SET PROBLEM 1: In the actor interview, which film did the interviewee first see in junior school and describe as putting them under a spell?
SET PROBLEM 2: Continue the actor interview from the point where the text stops.

-- START OF TEXT PASSAGE --

Well, those films... In my twenties independent cinema was the only place where I had any freedom and now I have more freedom at a bigger budget, so I’m more comfortable working at a bigger budget, but I guess I do prefer being able to make what you want and you can’t always do that on bigger budget stuff. I don’t like having to serve a committee, you know, the screen is yours to fill however you want to fill it and when you can’t do that I don’t see what the point is. What’s in it for me?
It’s so easy to be pigeonholed as a certain type of actor, are you conscious of that in the roles you take?
Well I don’t really know how I’m perceived so... You read so many different things and I’ve never really paid too much attention to that, I’ve never collated the carbon data, you know. Do you think I’m pigeonholed?
Not exactly, it’s just that you have a very distinctive voice as an actor and yet your roles are quite varied. You seem to be someone who always makes good decisions, even when they don’t seem like good decisions to begin with. Drive isn’t a good example, but if you look back at the last five or six films you’ve made there are some interesting choices in there that have paid off. Like Lars and the Real Girl...
I do think I have a good sense of where a filmmaker’s coming from when I meet them, and there are a tonne of films I haven’t made because I didn’t click with the director’s vision, but like Lars and the Real Girl is a film that could’ve gone either way. It walked a very delicate line and I was skeptical about the direction that the director [Craig Gillespie] was going to take it in, but when I first met him he said that he wanted to put a nudity clause in the contract for Bianca and have a trailer for her and a team of people around her and treat her like any of the other actresses would be treated, I just knew, you know. You can tell a lot about what a director’s willing to put in off camera to creating an atmosphere on set so that this seed you’re trying to plant can actually have a chance.
What do you love about movies?
Well, I think, not to keep harping on the same note, I think... Well, for instance when I was in the fourth grade, maybe even... I forget what year, but it was sometime in junior school that I first saw First Blood and it kinda put me under a spell. I believed I was Rambo, and I filled my Fisher-Price Houdini Kit up with steak knives and took it into school and tried throwing them at some of the kids during recess. I didn’t hurt anybody, thank god, and I learned my lesson, you know, I’m sorry that I did it... But films have such a powerful affect on me, they always have done. I’ve tried to control that but I don’t think I’ve ever really managed to. But I don’t think I’m alone in recognising that.

-- END OF TEXT PASSAGE --
-- START OF SOURCE MATERIAL --

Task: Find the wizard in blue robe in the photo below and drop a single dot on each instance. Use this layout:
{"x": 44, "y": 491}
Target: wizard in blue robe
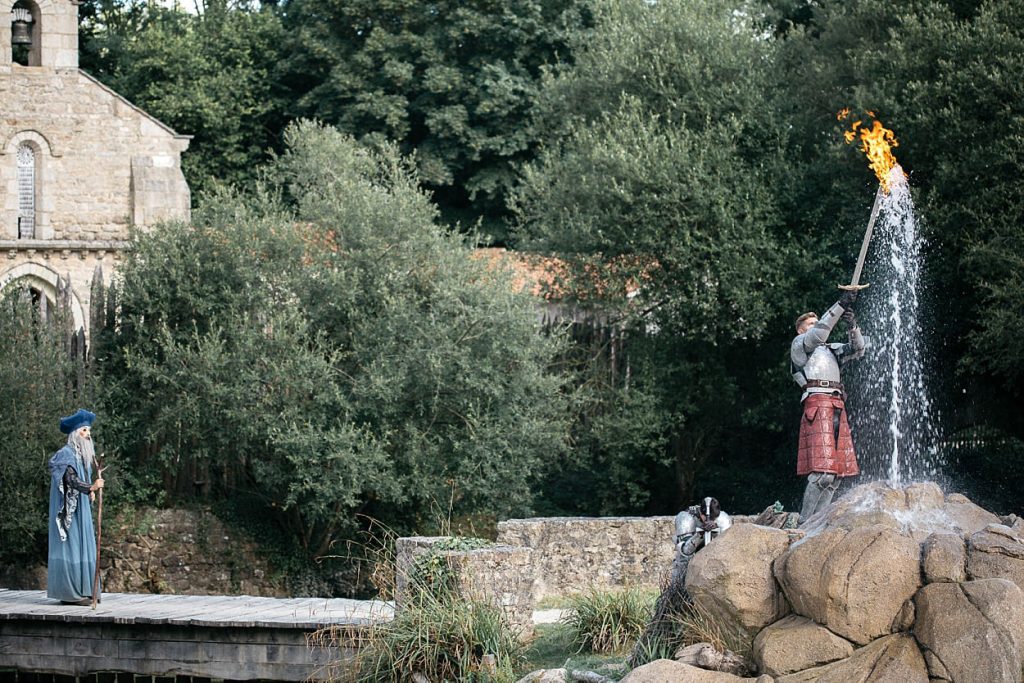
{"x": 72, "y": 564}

-- END OF SOURCE MATERIAL --

WRITTEN RESPONSE 1: First Blood.

WRITTEN RESPONSE 2:
Who is Drive for?
I think it’s for the movie theatre, I think we made it not for any specific type of person but more for the theatre itself. We made it for a big screen; we made it really fucking loud. It’s just not the same film if you see it at home, I’ve seen it on a small screen, I’ve seen it in a few different forms, and I really think this is the kind of movie that you have to go and see in the best theatre you can find.
We saw it for the first time in the Salle Debussy in Cannes, which was pretty fucking awesome...
Yeah, I mean that’s one of the best theatres I’ve ever been in. We actually went into that theatre the night before to check the colour and sound and we were told that they never turn the volume of a film past seven, and we got there and turned it to seven point five.
It definitely made a difference.
I’m glad you feel that way.
This is slightly random, but you know the rubber mask your character wears, was that based on anyone?
That is random.
It’s been bugging us...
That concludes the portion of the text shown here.